>>>

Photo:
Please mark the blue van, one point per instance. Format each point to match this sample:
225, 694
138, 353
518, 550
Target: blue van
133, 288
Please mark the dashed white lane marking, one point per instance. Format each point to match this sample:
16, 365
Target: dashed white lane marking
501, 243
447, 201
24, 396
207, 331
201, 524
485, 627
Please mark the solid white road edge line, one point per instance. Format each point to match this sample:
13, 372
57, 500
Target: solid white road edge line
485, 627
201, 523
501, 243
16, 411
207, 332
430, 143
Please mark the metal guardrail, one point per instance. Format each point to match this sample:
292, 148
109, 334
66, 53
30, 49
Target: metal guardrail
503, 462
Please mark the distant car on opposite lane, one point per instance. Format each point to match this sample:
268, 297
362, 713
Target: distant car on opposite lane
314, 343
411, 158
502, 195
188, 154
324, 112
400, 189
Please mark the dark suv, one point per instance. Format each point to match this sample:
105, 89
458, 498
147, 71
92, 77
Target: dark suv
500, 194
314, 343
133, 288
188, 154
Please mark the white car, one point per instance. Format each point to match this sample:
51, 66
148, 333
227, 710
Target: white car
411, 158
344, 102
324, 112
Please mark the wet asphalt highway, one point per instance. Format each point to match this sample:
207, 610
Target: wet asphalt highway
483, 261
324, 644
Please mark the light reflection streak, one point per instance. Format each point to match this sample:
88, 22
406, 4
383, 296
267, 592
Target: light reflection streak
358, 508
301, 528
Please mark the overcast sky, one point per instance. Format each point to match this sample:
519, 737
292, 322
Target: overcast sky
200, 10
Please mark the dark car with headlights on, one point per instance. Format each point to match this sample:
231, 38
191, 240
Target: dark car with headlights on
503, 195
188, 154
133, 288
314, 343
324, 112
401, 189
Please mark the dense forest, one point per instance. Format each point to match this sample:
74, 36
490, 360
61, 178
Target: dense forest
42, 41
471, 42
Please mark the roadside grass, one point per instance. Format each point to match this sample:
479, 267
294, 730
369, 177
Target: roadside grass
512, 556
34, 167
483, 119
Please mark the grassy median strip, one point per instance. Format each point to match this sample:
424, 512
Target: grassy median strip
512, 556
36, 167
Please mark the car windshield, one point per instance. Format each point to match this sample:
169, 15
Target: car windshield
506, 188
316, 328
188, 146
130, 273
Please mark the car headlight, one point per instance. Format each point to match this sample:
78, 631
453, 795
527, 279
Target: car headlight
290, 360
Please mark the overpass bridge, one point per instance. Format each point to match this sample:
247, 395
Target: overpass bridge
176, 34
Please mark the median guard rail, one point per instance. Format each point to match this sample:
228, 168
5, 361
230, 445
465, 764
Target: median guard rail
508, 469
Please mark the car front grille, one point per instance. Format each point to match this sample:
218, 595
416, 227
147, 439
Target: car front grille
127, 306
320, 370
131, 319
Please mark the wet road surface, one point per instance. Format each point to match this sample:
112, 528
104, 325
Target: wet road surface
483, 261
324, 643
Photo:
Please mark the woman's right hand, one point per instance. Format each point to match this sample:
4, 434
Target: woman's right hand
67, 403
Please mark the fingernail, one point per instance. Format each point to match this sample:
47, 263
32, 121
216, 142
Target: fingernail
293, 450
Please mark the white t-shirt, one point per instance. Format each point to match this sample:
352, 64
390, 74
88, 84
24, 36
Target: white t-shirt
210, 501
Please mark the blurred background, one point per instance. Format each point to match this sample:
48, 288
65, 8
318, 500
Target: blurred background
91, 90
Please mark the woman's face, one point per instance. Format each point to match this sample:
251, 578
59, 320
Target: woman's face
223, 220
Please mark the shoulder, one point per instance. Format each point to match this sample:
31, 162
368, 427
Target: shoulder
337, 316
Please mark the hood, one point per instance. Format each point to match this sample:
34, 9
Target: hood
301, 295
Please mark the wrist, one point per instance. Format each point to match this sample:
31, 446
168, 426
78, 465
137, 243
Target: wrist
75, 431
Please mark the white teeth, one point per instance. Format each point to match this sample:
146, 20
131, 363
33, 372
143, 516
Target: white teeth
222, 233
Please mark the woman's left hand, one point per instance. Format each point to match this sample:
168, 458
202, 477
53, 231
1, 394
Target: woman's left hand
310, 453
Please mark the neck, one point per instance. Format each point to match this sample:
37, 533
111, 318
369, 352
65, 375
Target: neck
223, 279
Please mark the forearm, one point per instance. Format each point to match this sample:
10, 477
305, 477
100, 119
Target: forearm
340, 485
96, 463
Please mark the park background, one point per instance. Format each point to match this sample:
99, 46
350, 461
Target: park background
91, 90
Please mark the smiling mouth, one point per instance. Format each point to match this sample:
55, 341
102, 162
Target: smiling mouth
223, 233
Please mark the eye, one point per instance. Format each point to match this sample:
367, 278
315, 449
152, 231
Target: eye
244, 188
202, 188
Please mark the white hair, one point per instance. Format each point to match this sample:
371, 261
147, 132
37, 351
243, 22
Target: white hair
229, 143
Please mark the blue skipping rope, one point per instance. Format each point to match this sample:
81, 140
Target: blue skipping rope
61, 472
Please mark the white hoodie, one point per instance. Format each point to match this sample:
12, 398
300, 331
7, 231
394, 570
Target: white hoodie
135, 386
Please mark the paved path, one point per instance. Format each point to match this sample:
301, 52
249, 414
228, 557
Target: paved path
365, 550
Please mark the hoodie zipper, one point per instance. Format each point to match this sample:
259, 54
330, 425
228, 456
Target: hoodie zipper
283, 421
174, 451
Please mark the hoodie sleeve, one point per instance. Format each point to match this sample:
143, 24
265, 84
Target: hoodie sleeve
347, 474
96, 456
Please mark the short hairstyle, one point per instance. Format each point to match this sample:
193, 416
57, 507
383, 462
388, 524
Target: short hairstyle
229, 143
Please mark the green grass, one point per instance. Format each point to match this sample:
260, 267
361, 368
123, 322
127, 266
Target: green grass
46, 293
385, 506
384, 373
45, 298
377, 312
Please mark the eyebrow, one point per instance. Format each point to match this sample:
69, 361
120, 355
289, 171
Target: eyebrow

<<<

■ **Task requirements**
Print all of the data above again, line for line, with nothing changed.

■ **Expected answer**
Photo:
Please mark the blue van, one point per instance. Format each point to match this sample:
225, 694
138, 353
518, 550
Target: blue van
133, 288
Please mark the dashed white lane marking, one point per instance. Format each point to match this sample:
16, 365
Target: dashed white lane marking
501, 243
447, 201
24, 396
207, 331
201, 524
485, 627
Please mark the solid white road edge line, one point per instance. Format each point to match this sample:
13, 372
57, 500
Target: solid white road edge line
485, 627
201, 523
501, 243
16, 411
207, 332
430, 143
Please mark the metal guardrail, one point per instance. Format each point to match this sample:
292, 148
109, 334
66, 53
30, 49
Target: metal guardrail
503, 462
Please mark the distant car on opposite lane, one point per instance. Format each point to match this sample:
268, 297
362, 713
Target: distant car on opposite lane
314, 343
411, 158
502, 195
188, 154
324, 112
400, 189
Please mark the dark suv, one point per instance. Format each point to match this sample:
105, 89
458, 498
147, 71
92, 77
Target: dark suv
500, 194
314, 343
133, 288
188, 154
Please mark the white car, one point per instance. Format each point to match this sample:
51, 66
148, 333
227, 710
Target: white car
411, 158
344, 102
324, 112
Please mark the wet asphalt highway, one point per instance. Format each point to match this sample:
207, 610
Target: wet asphalt highway
483, 261
324, 644
Please mark the light reflection streak, one point per instance. Format each point to match this sample:
88, 22
406, 4
383, 296
267, 592
Target: light reflection streak
358, 508
301, 528
Please mark the overcast sky, one point per instance. Format each point to match this sample:
519, 737
292, 322
Target: overcast sky
200, 10
Please mark the dark car with headlights on, one point per instance. Format each point to match this sample:
231, 38
191, 240
Target: dark car with headlights on
503, 195
188, 154
133, 288
314, 343
324, 112
401, 189
Please mark the dense forest, one point per instance. Format each point to match this sample:
74, 36
490, 360
61, 178
Target: dense forest
42, 41
471, 42
Please mark the roadside grass, one point per instance. Format each point to match this sample:
479, 267
294, 730
369, 177
Target: roadside grass
512, 556
34, 167
483, 119
Please mark the grassy median strip, one point per instance. Format each point to match this sample:
424, 512
Target: grassy median strip
512, 556
36, 167
Please mark the car windshield, one point per instance. Format each point to match this sample:
169, 15
Target: car windshield
506, 188
316, 328
188, 146
130, 273
Please mark the car headlight, one point per instance. Format each point to match this sample:
78, 631
453, 795
527, 279
Target: car headlight
290, 360
Please mark the overpass bridge, one point per instance. Format each point to match this sample:
247, 395
Target: overpass bridge
176, 34
Please mark the median guard rail, one point per instance. Format each point to match this sample:
228, 168
5, 361
230, 445
465, 764
Target: median guard rail
508, 469
Please mark the car front grille, one point per instance. Format each point to match this sample:
218, 595
416, 227
147, 439
Target: car front grille
127, 306
320, 370
131, 319
Please mark the wet road surface, one point per instance. Format each point to match this sample:
112, 528
104, 325
Target: wet road surface
483, 261
324, 643
Photo:
Please mark the woman's right hand, one point per instance. Format each point to match this sample:
4, 434
Target: woman's right hand
67, 403
Please mark the fingernail, one point per instance. Format each point to match this sample:
47, 263
32, 121
216, 142
Target: fingernail
293, 450
Please mark the white t-shirt, one point per instance. Format each point to match this sample:
352, 64
390, 74
88, 84
24, 36
Target: white t-shirt
210, 501
Please mark the blurred background, one point per instance. Format each point to match this sample:
48, 288
65, 8
318, 500
Target: blurred background
91, 90
Please mark the woman's face, one point per instance. Format each point to match this sample:
251, 578
59, 320
Target: woman's face
223, 220
Please mark the shoulder, one point per instance. Format each point to match this sample:
31, 162
368, 427
Target: shoulder
337, 316
Please mark the hood, one point per instance. Format each point to match this sample:
34, 9
Target: hood
301, 295
Please mark the wrist, one point per instance. Format each point to match this sample:
31, 446
168, 426
78, 465
137, 243
Target: wrist
75, 431
Please mark the white teeth, one point per instance. Format each point to match this sample:
146, 20
131, 363
33, 372
143, 516
Target: white teeth
222, 233
Please mark the woman's left hand, one point per instance. Format each point to match this sample:
168, 458
202, 477
53, 231
1, 394
Target: woman's left hand
310, 453
Please mark the neck, one point per instance. Format each point to match this sample:
37, 533
111, 318
369, 352
65, 375
Target: neck
223, 279
Please mark the forearm, one point per instance. Format each point to match this sample:
10, 477
305, 477
100, 119
Target: forearm
340, 485
96, 463
Please mark the park background, one point per instance. Format each point to match this sample:
99, 46
350, 461
Target: park background
91, 90
Please mark the smiling mouth, one point per instance. Format each point to match this sample:
55, 341
102, 162
Target: smiling mouth
223, 233
Please mark the eye, one point per instance. Format each point to match this sample:
367, 278
315, 449
152, 231
Target: eye
244, 188
202, 188
Please mark the white hair, one point per instance. Format each point to match this sample:
371, 261
147, 132
37, 351
243, 22
Target: white hair
229, 143
Please mark the blue skipping rope, one point per instance. Format each point to match this sample:
81, 140
Target: blue skipping rope
61, 472
Please mark the white hoodie, one point per instance. Format each point to match this sample:
12, 398
300, 331
7, 231
394, 570
Target: white hoodie
135, 386
Please mark the paved path, one point per instance. Format each point to match this sample:
301, 52
249, 414
228, 557
Target: paved path
365, 550
Please mark the hoodie zipper, one point per instance. Format each point to match this sample:
259, 54
330, 425
228, 456
Target: hoodie zipper
283, 421
174, 451
Please mark the hoodie sleeve, one point per instance. Format each point to match this sample:
143, 24
265, 84
Target: hoodie sleeve
347, 474
96, 456
Please mark the short hairstyle, one point per instance. Format each point to match this sample:
193, 416
57, 507
383, 462
388, 524
Target: short hairstyle
229, 143
Please mark the green grass, one point per instance. Format each point to match this sample:
260, 267
361, 368
123, 322
127, 266
Target: green grass
46, 293
385, 506
384, 373
45, 298
377, 312
Please mark the eyebrow, one point per instance. Format each point to match this sample:
69, 361
120, 355
289, 171
Target: eyebrow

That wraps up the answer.